Tower of Babel: the mythical attempt by humanity to reach for infinity by building a tower as high as the sky.


Tower of Babel by Pieter Bruegel. To depict the tower
he placed the Colosseum in Rome upon itself seven times.

The name "Babel" suggests the city of Babylon and is Hebrew for, roughly, "babble", "baby talk". In the story of the tower of Babel, which comes from the Book of Genesis, the attempt to come architectonically close to God does not end well. God punishes the people by bringing their language into disarray so that they no longer understand each other, then dispersing them all over the world.

— Given data —
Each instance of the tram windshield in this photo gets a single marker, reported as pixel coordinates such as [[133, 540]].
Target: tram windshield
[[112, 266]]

— Work to complete —
A: Print the passage of the Tower of Babel text between "Tower of Babel: the" and "itself seven times.", inclusive.
B: Proceed with the Tower of Babel text, starting right after its final sentence.

— Answers by item number —
A:
Tower of Babel: the mythical attempt by humanity to reach for infinity by building a tower as high as the sky.


Tower of Babel by Pieter Bruegel. To depict the tower
he placed the Colosseum in Rome upon itself seven times.

B:
In 1679, the Jesuit priest Athanasius Kircher recalculated the building of the tower in his book Turris Babel. According to his calculations, the distance between the Earth and the sky amounts to 265,380 km. To build a tower that high, 4.5 million workmen would have had to heap up a total of 400 quadrillion bricks over a period of 3400 years. Setting aside the obvious structural challenges, the weight of the tower would have shifted the Earth from the center of the universe. Thus, Kircher's version of the construction project showed it to be not only a violation of God's monopoly on infinity but also an assault upon the laws of nature. God's interference was therefore not punishment, but rather a necessary measure to protect His creation from disaster.